TEXTE À LIRE -
Une fois que les enfants de chœur de la République auront terminé leur chapelet de pater noster et d’ave maria à la mémoire de la défunte porte du domicile metniote de Michel Samaha, sauvagement exécutée, il est vrai, par le commando des services de renseignements des FSI, ils pourront aller créer une association de défense des droits du mobilier. Eux qui étaient à court de mots, ces dernières années, pour dénoncer toutes les agressions commises contre des institutions médiatiques ou des journalistes, entre autres, sont enfin sur le droit chemin. Les droits des portes, et des chambres à coucher, c’est déjà un bon début. Après tout, on ne s’humanise pas en un jour. Autant donc commencer quelque part.
Cette cacophonie minimaliste légaliste de bas étage ne saurait faire oublier l’immense exploit réalisé la semaine dernière au plan libanais. Et quel exploit ! D’abord de la paire Achraf Rifi-Wissam el-Hassan, dont le talent et le flair policier ont sauvé le pays d’un complot terroriste cataclysmique ; mais aussi du chef de l’État, Michel Sleiman, qui a agi souverainement, notamment en coupant court aux tentatives de Bachar el-Assad d’obtenir la libération de son nouveau pyromane privé.
L’exploit, le principal, cependant, dépasse le cadre sécuritaire.
Sans le savoir, Michel Samaha vient en effet de donner le coup d’envoi, à travers ses aveux, d’une nouvelle phase de l’histoire du Liban, sinon d’insuffler une âme nouvelle à la révolution du Cèdre, actuellement en état de cryogénie avancée en attendant la chute du tyran alaouite. L’histoire, cette gueuse, n’est jamais tendre, il faut le reconnaître, avec les traîtres, qui aident tant, pourtant, à la façonner... Dante a d’ailleurs tort de leur réserver le dernier cercle de l’Enfer dans sa Divine Comédie. Car en acceptant de devenir rien de plus qu’un artificier du régime, Michel Samaha, pris la main dans le sac, vient de contribuer à retracer un périmètre de souveraineté et d’indépendance à l’État libanais par rapport au régime de Damas. Les poursuites sont engagées contre Ali Mamlouk, le chef de la sécurité du régime syrien. C’est-à-dire, en d’autres termes, contre Bachar el-Assad, si la loi libanaise permettait de poursuivre le président syrien. Il reste évidemment à la justice, et militaire de surcroît, de recouvrer son prestige en repoussant toutes les pressions qui pourraient être exercées contre elle par le régime syrien et ses sbires locaux.

DONNÉES EXTRAITES -
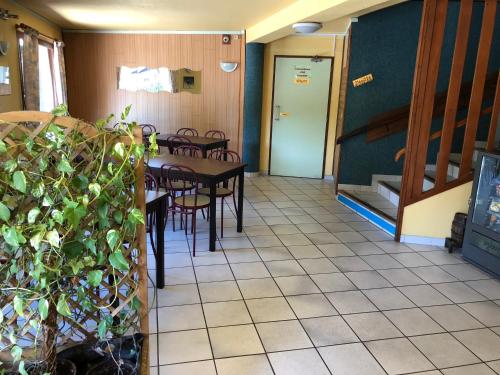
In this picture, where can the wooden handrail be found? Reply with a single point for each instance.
(437, 134)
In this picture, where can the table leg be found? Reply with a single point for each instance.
(213, 221)
(239, 214)
(160, 245)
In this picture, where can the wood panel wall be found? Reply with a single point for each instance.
(92, 61)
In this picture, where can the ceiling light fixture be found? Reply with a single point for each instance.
(306, 27)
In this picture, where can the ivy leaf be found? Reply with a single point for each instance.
(95, 188)
(33, 214)
(10, 236)
(119, 149)
(53, 238)
(60, 110)
(94, 278)
(19, 181)
(136, 216)
(64, 167)
(19, 305)
(62, 306)
(4, 212)
(118, 261)
(16, 353)
(112, 237)
(43, 308)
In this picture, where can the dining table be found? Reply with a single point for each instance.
(209, 172)
(204, 143)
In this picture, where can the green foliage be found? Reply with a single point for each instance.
(67, 214)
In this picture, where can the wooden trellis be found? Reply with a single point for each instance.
(15, 128)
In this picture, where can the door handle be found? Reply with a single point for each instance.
(277, 110)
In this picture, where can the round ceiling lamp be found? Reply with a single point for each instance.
(306, 27)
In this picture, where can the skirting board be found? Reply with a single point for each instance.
(420, 240)
(372, 217)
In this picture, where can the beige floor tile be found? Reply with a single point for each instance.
(413, 322)
(351, 302)
(293, 285)
(388, 298)
(248, 365)
(331, 330)
(219, 291)
(333, 282)
(398, 356)
(235, 341)
(285, 268)
(284, 335)
(269, 309)
(190, 368)
(318, 265)
(443, 350)
(311, 305)
(350, 359)
(259, 288)
(226, 313)
(184, 346)
(177, 318)
(482, 342)
(452, 317)
(254, 270)
(372, 326)
(298, 362)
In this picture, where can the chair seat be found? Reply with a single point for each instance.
(188, 201)
(181, 185)
(220, 192)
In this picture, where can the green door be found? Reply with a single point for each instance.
(300, 115)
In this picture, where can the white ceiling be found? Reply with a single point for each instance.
(173, 15)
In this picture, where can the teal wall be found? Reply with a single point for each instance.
(384, 43)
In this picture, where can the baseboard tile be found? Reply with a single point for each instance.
(420, 240)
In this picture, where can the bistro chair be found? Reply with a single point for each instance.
(150, 183)
(188, 131)
(188, 150)
(223, 192)
(215, 134)
(175, 141)
(185, 201)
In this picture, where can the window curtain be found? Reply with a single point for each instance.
(30, 74)
(59, 50)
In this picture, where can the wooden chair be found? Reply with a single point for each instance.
(215, 134)
(188, 131)
(186, 201)
(188, 150)
(223, 192)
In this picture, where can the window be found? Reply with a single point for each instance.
(50, 85)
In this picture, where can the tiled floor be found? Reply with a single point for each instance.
(311, 288)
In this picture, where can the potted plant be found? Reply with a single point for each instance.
(69, 251)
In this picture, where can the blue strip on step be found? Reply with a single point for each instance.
(379, 221)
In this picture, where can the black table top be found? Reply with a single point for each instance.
(202, 167)
(202, 141)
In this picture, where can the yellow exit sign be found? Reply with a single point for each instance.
(362, 80)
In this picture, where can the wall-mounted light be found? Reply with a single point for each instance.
(4, 46)
(228, 66)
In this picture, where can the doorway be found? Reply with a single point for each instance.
(301, 103)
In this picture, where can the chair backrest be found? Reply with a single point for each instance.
(147, 129)
(188, 131)
(188, 150)
(150, 182)
(225, 155)
(215, 134)
(179, 180)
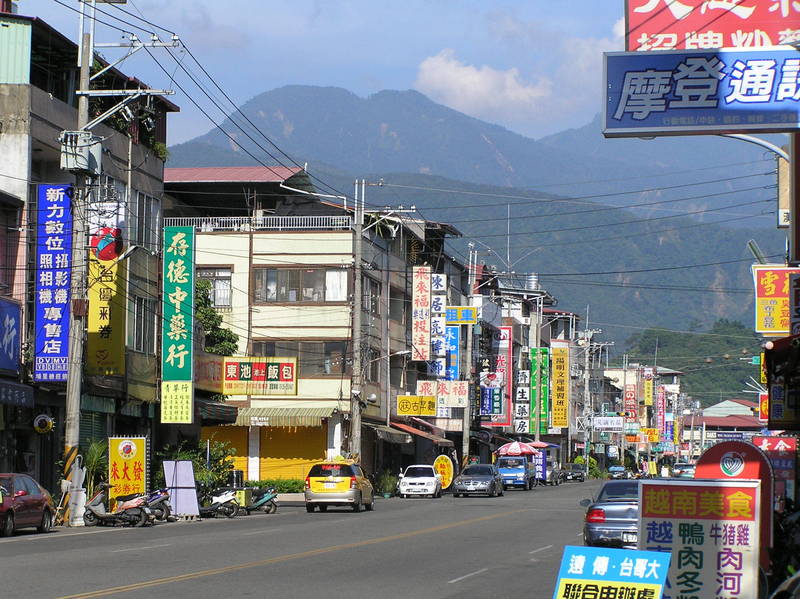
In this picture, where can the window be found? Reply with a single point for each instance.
(142, 327)
(300, 285)
(220, 279)
(314, 358)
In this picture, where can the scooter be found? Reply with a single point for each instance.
(264, 500)
(223, 501)
(131, 509)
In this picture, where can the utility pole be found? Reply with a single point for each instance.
(355, 385)
(466, 424)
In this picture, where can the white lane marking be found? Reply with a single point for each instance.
(140, 548)
(460, 578)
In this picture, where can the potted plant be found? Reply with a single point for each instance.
(387, 483)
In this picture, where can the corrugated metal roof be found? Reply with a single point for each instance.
(230, 174)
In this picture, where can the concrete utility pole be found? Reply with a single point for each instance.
(355, 388)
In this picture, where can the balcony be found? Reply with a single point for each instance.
(208, 224)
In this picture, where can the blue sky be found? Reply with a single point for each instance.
(533, 66)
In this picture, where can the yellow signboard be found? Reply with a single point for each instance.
(105, 343)
(416, 405)
(443, 466)
(127, 465)
(559, 381)
(177, 402)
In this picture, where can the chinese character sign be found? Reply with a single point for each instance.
(559, 377)
(178, 322)
(663, 93)
(9, 336)
(605, 572)
(421, 314)
(772, 299)
(259, 376)
(700, 24)
(127, 465)
(105, 343)
(711, 529)
(53, 278)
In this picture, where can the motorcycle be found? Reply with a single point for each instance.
(131, 509)
(264, 500)
(223, 501)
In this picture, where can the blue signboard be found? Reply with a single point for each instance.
(452, 341)
(701, 91)
(9, 336)
(53, 277)
(605, 572)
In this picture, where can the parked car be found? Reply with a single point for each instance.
(420, 480)
(575, 472)
(24, 503)
(612, 518)
(338, 483)
(478, 479)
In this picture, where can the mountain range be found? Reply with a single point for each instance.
(620, 225)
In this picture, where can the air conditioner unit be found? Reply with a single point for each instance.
(81, 152)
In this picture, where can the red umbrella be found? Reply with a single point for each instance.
(516, 448)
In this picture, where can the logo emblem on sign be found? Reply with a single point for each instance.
(732, 464)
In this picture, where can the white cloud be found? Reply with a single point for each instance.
(477, 91)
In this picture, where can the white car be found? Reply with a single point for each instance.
(420, 480)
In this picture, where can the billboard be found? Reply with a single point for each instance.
(684, 92)
(699, 24)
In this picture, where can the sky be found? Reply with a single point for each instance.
(532, 66)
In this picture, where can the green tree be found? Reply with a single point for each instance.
(219, 340)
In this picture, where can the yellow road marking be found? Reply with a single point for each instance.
(281, 558)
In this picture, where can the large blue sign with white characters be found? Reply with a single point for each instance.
(604, 572)
(53, 277)
(701, 91)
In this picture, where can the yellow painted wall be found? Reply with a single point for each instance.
(235, 435)
(290, 452)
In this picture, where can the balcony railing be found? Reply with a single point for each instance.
(207, 224)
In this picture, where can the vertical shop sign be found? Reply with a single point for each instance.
(421, 314)
(560, 384)
(53, 278)
(711, 528)
(177, 392)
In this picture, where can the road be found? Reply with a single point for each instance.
(422, 548)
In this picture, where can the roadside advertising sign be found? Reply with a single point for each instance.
(443, 466)
(700, 91)
(259, 376)
(177, 343)
(53, 281)
(416, 405)
(782, 454)
(690, 24)
(127, 465)
(560, 384)
(772, 299)
(606, 572)
(421, 314)
(711, 529)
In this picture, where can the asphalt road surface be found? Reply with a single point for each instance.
(407, 548)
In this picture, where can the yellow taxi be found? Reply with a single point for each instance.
(338, 482)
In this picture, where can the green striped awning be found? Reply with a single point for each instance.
(282, 416)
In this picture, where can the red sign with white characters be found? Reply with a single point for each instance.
(701, 24)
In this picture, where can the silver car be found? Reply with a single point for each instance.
(478, 479)
(612, 518)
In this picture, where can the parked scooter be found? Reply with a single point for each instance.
(223, 502)
(264, 500)
(131, 509)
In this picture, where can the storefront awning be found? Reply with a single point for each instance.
(441, 441)
(389, 434)
(282, 416)
(215, 412)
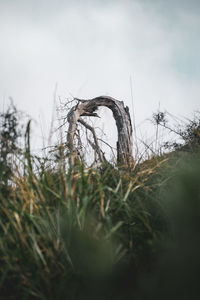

TÂCHES À RÉALISER -
• a. D'après le texte, contre qui les poursuites sont-elles engagées ?
• b. Reproduisez le passage du texte allant de « Une fois que » jusqu'à « commencer quelque part. » inclus, en remplaçant « chapelet » par « rosaire ».
Les lignes extraites ne sont pas utiles ici.

LISTE DES RÉPONSES -
• a. Contre Ali Mamlouk, le chef de la sécurité du régime syrien.

• b.
Une fois que les enfants de chœur de la République auront terminé leur rosaire de pater noster et d’ave maria à la mémoire de la défunte porte du domicile metniote de Michel Samaha, sauvagement exécutée, il est vrai, par le commando des services de renseignements des FSI, ils pourront aller créer une association de défense des droits du mobilier. Eux qui étaient à court de mots, ces dernières années, pour dénoncer toutes les agressions commises contre des institutions médiatiques ou des journalistes, entre autres, sont enfin sur le droit chemin. Les droits des portes, et des chambres à coucher, c’est déjà un bon début. Après tout, on ne s’humanise pas en un jour. Autant donc commencer quelque part.